> [Task statement]: Without including any image, repeat every record exactly.

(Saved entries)
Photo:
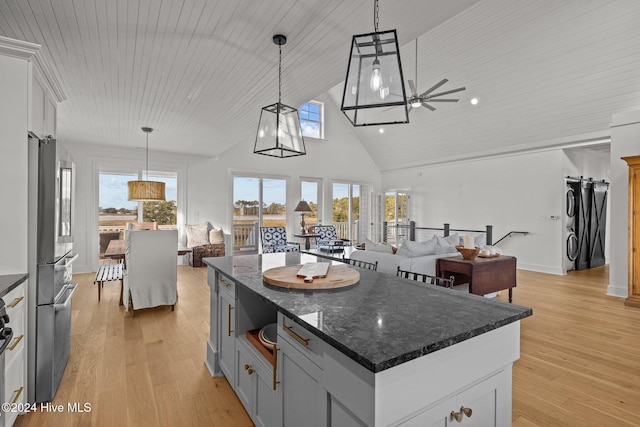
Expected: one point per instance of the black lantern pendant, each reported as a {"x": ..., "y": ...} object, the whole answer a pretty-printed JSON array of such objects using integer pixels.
[
  {"x": 374, "y": 88},
  {"x": 279, "y": 132}
]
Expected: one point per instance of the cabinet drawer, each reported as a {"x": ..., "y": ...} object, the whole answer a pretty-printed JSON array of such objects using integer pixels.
[
  {"x": 227, "y": 285},
  {"x": 307, "y": 343}
]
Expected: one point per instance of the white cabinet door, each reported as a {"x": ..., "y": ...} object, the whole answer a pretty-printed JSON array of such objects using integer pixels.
[
  {"x": 227, "y": 349},
  {"x": 476, "y": 406},
  {"x": 303, "y": 396}
]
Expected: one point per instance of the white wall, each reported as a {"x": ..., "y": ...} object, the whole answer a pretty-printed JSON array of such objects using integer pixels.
[
  {"x": 204, "y": 191},
  {"x": 625, "y": 141},
  {"x": 13, "y": 164},
  {"x": 511, "y": 193}
]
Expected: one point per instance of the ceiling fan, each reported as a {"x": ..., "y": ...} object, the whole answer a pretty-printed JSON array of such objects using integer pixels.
[{"x": 423, "y": 99}]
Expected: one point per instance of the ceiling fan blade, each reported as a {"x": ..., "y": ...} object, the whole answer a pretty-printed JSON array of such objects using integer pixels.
[
  {"x": 434, "y": 87},
  {"x": 414, "y": 90},
  {"x": 424, "y": 104},
  {"x": 446, "y": 92},
  {"x": 443, "y": 100}
]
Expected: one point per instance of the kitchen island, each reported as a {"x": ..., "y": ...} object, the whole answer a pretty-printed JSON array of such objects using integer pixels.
[{"x": 385, "y": 351}]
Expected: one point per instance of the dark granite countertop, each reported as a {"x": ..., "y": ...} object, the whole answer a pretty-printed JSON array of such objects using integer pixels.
[
  {"x": 9, "y": 281},
  {"x": 380, "y": 322}
]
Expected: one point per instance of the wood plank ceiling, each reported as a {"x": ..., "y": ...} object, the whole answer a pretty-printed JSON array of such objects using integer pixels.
[{"x": 199, "y": 71}]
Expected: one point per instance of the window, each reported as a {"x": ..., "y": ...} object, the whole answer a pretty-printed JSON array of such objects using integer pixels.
[
  {"x": 311, "y": 119},
  {"x": 257, "y": 202},
  {"x": 115, "y": 210},
  {"x": 348, "y": 209}
]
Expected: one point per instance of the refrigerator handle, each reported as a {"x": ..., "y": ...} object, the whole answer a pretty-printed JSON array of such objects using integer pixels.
[
  {"x": 70, "y": 289},
  {"x": 69, "y": 261}
]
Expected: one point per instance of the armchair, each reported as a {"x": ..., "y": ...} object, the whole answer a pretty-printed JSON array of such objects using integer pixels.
[
  {"x": 274, "y": 239},
  {"x": 151, "y": 273},
  {"x": 329, "y": 240}
]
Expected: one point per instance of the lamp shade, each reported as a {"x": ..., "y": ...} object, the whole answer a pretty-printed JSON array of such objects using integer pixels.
[
  {"x": 374, "y": 91},
  {"x": 303, "y": 206},
  {"x": 279, "y": 132},
  {"x": 146, "y": 190}
]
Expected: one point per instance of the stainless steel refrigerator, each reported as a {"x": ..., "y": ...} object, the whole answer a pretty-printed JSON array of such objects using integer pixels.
[{"x": 51, "y": 191}]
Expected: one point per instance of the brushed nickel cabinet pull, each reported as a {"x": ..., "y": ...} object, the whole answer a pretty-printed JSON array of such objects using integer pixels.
[
  {"x": 229, "y": 322},
  {"x": 15, "y": 344},
  {"x": 303, "y": 341},
  {"x": 275, "y": 366},
  {"x": 457, "y": 416},
  {"x": 15, "y": 302},
  {"x": 19, "y": 392}
]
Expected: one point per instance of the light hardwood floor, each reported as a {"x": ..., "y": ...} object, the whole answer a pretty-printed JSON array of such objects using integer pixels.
[{"x": 579, "y": 364}]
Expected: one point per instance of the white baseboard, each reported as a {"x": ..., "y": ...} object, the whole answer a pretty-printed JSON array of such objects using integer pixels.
[
  {"x": 541, "y": 268},
  {"x": 617, "y": 291}
]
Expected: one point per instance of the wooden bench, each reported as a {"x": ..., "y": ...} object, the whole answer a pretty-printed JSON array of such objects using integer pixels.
[{"x": 109, "y": 272}]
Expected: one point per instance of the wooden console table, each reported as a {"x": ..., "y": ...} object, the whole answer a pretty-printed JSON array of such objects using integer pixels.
[{"x": 484, "y": 275}]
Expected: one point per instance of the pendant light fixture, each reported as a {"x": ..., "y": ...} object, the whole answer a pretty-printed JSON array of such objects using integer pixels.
[
  {"x": 279, "y": 132},
  {"x": 145, "y": 191},
  {"x": 374, "y": 80}
]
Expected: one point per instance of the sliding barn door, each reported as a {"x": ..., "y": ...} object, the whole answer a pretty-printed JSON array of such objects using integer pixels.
[
  {"x": 583, "y": 190},
  {"x": 597, "y": 223}
]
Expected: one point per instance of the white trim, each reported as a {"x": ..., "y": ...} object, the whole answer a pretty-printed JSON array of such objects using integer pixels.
[{"x": 32, "y": 52}]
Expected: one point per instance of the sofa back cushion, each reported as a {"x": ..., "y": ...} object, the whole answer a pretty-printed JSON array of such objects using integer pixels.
[{"x": 411, "y": 249}]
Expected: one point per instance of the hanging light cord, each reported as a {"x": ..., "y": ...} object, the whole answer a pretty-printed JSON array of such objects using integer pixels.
[
  {"x": 280, "y": 74},
  {"x": 375, "y": 15},
  {"x": 147, "y": 155}
]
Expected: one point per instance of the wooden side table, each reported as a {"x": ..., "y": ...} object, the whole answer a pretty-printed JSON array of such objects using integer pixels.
[{"x": 484, "y": 275}]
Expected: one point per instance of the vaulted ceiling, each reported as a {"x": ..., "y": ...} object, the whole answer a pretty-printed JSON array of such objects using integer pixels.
[{"x": 199, "y": 70}]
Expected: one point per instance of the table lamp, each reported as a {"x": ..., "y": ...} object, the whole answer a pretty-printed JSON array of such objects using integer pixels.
[{"x": 302, "y": 208}]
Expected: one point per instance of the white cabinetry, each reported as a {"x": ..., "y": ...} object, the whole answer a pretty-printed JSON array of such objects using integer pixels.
[
  {"x": 303, "y": 395},
  {"x": 15, "y": 353},
  {"x": 227, "y": 337},
  {"x": 307, "y": 381}
]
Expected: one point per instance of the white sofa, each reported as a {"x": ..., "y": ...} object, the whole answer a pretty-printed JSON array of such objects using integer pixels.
[
  {"x": 418, "y": 257},
  {"x": 389, "y": 263}
]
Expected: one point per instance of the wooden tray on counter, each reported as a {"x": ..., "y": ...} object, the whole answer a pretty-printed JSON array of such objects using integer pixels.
[{"x": 338, "y": 276}]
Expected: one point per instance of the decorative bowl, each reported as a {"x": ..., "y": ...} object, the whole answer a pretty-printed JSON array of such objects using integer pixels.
[{"x": 468, "y": 253}]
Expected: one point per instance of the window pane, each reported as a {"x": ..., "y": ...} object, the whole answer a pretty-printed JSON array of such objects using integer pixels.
[
  {"x": 114, "y": 210},
  {"x": 163, "y": 212},
  {"x": 274, "y": 194}
]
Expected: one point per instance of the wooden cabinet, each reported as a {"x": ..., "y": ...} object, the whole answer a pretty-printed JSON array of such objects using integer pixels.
[
  {"x": 634, "y": 230},
  {"x": 15, "y": 353}
]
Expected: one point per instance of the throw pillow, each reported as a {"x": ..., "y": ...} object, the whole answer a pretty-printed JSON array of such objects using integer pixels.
[
  {"x": 216, "y": 236},
  {"x": 197, "y": 235},
  {"x": 451, "y": 240},
  {"x": 378, "y": 247}
]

> [Solution below]:
Photo:
Expected: one point per instance of the black lantern pendant, each reported as a {"x": ..., "y": ...} object, the whole answer a pretty-printed JSON array of such objects using integer pixels.
[
  {"x": 374, "y": 88},
  {"x": 279, "y": 132}
]
Expected: one point per instance of the cabinet drawer, each reported as a {"x": ..., "y": ...} object, the whole answer a pretty-printed JSON array of such objects using integer pixels.
[
  {"x": 227, "y": 285},
  {"x": 307, "y": 343}
]
Expected: one point per instance of the white cabinet door, each reported as a {"x": ..., "y": ...} object, the whole answer a pretty-printed JSON array of such objects using integer pixels.
[
  {"x": 227, "y": 349},
  {"x": 476, "y": 406},
  {"x": 303, "y": 396}
]
Expected: one point per instance of the white wall, each reported as a {"x": ..., "y": ...} object, the whole answer a pretty-printed JSON array of such objects using integer pixels.
[
  {"x": 204, "y": 191},
  {"x": 625, "y": 141},
  {"x": 13, "y": 164},
  {"x": 511, "y": 193}
]
Expected: one point per instance of the ceiling fan, each reported as a {"x": ..., "y": ...} object, the whole answer a pretty-printed JSON array of such objects using integer pixels.
[{"x": 423, "y": 99}]
Expected: one point per instance of the ceiling fan blade, each reported as a {"x": ..., "y": ...} object, the whole answer a pretty-printed JSON array of such objects using integer pixels.
[
  {"x": 434, "y": 87},
  {"x": 414, "y": 90},
  {"x": 424, "y": 104},
  {"x": 446, "y": 92},
  {"x": 443, "y": 100}
]
Expected: one point per instance of the kitchen island, each reported as a {"x": ..., "y": ...} object, the whole answer a pretty-printed JSON array of such objects using integer pixels.
[{"x": 385, "y": 351}]
Expected: one point per instance of the dark granite countertop, each reported as a {"x": ..., "y": ...} object, the whole answer a pretty-printed JSON array of such objects using integer pixels.
[
  {"x": 9, "y": 281},
  {"x": 380, "y": 322}
]
Expected: one point per instance of the wood plank ceiling, each reported as a {"x": ..., "y": ...} object, the whole answer a pretty-printed JSON array of such objects using integer pixels.
[{"x": 199, "y": 71}]
Expected: one point per instance of the window, each reported as a {"x": ..., "y": ...} object, the whole answer a pretty-printed JSON array of such objects using integer pixels.
[
  {"x": 311, "y": 119},
  {"x": 257, "y": 202},
  {"x": 115, "y": 210},
  {"x": 348, "y": 209}
]
Expected: one point per instance of the refrigerator handle, each reported as a {"x": ..., "y": ...} object, the whole answer a pretty-printed JSON array of such objects using integer pixels.
[
  {"x": 70, "y": 289},
  {"x": 69, "y": 261}
]
Expected: one point per instance of the armchair, each reported as a {"x": ..., "y": ...} object, the whole answer a pretty-printed JSON array of such objects using integer pixels.
[
  {"x": 274, "y": 239},
  {"x": 151, "y": 273},
  {"x": 329, "y": 240}
]
Expected: one point per instance of the lamp shade, each reported as a {"x": ..., "y": ...} object, the whole answer a pretty-printed JSON array of such objects using integer pixels.
[
  {"x": 374, "y": 91},
  {"x": 303, "y": 206},
  {"x": 279, "y": 132},
  {"x": 146, "y": 190}
]
Expected: one point per instance of the stainless steel refrigerator, each reported as a {"x": ..., "y": ...} object, the whole answer a pretty-printed JSON array of such objects using integer pixels.
[{"x": 51, "y": 191}]
Expected: one point per instance of the brushed nickel cabinet pull, each reported as a {"x": ..., "y": ...} object, the whole answer a pretty-printed JSON array of such objects using integer pixels.
[
  {"x": 229, "y": 322},
  {"x": 15, "y": 344},
  {"x": 303, "y": 341},
  {"x": 275, "y": 366},
  {"x": 457, "y": 416},
  {"x": 15, "y": 302},
  {"x": 19, "y": 392}
]
Expected: one point per instance of the light hardwood floor, each reported as a {"x": ..., "y": ...} object, the whole answer a pretty-printed JSON array of such objects using integer pixels.
[{"x": 579, "y": 364}]
Expected: one point per instance of the white baseboard, each reported as a {"x": ..., "y": ...} object, the whole answer a pretty-printed JSON array of such objects using integer pixels.
[
  {"x": 541, "y": 268},
  {"x": 617, "y": 291}
]
Expected: one point per instance of the wooden bench, each reported as a {"x": ..., "y": ...} object, the whole answer a pretty-printed JSON array of such objects using integer pixels.
[{"x": 109, "y": 272}]
Expected: one point per instance of the wooden console table, each reported as a {"x": ..., "y": ...} object, the whole answer a pretty-printed JSON array of such objects using integer pixels.
[{"x": 484, "y": 275}]
Expected: one point per instance of the pendant light fixture, each reported as a {"x": ..., "y": ...} object, the whole answer a pretty-printed JSON array of such objects using integer pixels.
[
  {"x": 279, "y": 132},
  {"x": 145, "y": 191},
  {"x": 374, "y": 80}
]
Expected: one point per instance of the sliding barn door, each reported as a {"x": ..., "y": ...} object, the whole answer a pretty-printed JSON array of such objects using integer pixels.
[
  {"x": 583, "y": 190},
  {"x": 597, "y": 223}
]
Expected: one point per instance of the white trim, each reported as a {"x": ..., "y": ...} object, the whole answer a pretty-printed JSON array of such objects using integer pixels.
[{"x": 32, "y": 52}]
Expected: one point per instance of the sofa back cushion, each reported as a {"x": ..., "y": ...} object, the whole answer a pretty-printed JSON array of such objects using integer pixels.
[{"x": 411, "y": 249}]
Expected: one point per instance of the hanging light cord, each reported as a {"x": ..., "y": ...} object, the whole answer a pretty-printed JSON array of such objects using integer pixels.
[
  {"x": 280, "y": 74},
  {"x": 375, "y": 15},
  {"x": 147, "y": 155}
]
Expected: one point per instance of the wooden side table, each reported as a {"x": ..., "y": ...} object, the whole answer a pretty-printed JSON array of such objects using integer pixels.
[{"x": 484, "y": 275}]
Expected: one point per instance of the vaulted ceiling, each reported as a {"x": ..., "y": ...} object, the whole answer a pretty-printed JSON array of such objects using integer pixels.
[{"x": 199, "y": 70}]
Expected: one point per instance of the table lamp, each reported as a {"x": ..., "y": ...} object, the whole answer a pretty-printed JSON array of such objects using integer pixels.
[{"x": 302, "y": 208}]
Expected: one point per instance of the white cabinetry, each reported as a {"x": ..., "y": ...} object, the whole answer a pretty-printed JSON array of such objects using integer pixels.
[
  {"x": 303, "y": 395},
  {"x": 15, "y": 353},
  {"x": 227, "y": 337},
  {"x": 307, "y": 381}
]
Expected: one point per instance of the white sofa, each reported as a {"x": ..., "y": ...} object, the whole answer a pretty-printed JSON array of such objects using integer pixels.
[
  {"x": 418, "y": 257},
  {"x": 389, "y": 263}
]
Expected: one point per instance of the wooden tray on counter, each reported as a {"x": ..., "y": ...} object, the whole answer a pretty-printed JSON array of such objects using integer pixels.
[{"x": 338, "y": 276}]
Expected: one point per instance of the decorative bowl, each reported as a {"x": ..., "y": ...} object, the whole answer a pretty-printed JSON array of such objects using integer pixels.
[{"x": 468, "y": 253}]
Expected: one point per instance of the window pane, each reported as a {"x": ..., "y": ...} object, the whole answer a pretty-printed JSON array of such objects using integer pixels.
[
  {"x": 114, "y": 210},
  {"x": 163, "y": 212},
  {"x": 274, "y": 194}
]
Expected: one point per instance of the wooden cabinet, each reported as a {"x": ..., "y": ...} object, the whole answer a pretty-printed JSON array of such objects using integer pixels.
[
  {"x": 634, "y": 230},
  {"x": 15, "y": 353}
]
Expected: one point per instance of the throw pillow, each reported as a {"x": ..., "y": ...} object, the whole answer a pretty-printed JSON array of such objects using integer pixels.
[
  {"x": 216, "y": 236},
  {"x": 197, "y": 235},
  {"x": 451, "y": 240},
  {"x": 378, "y": 247}
]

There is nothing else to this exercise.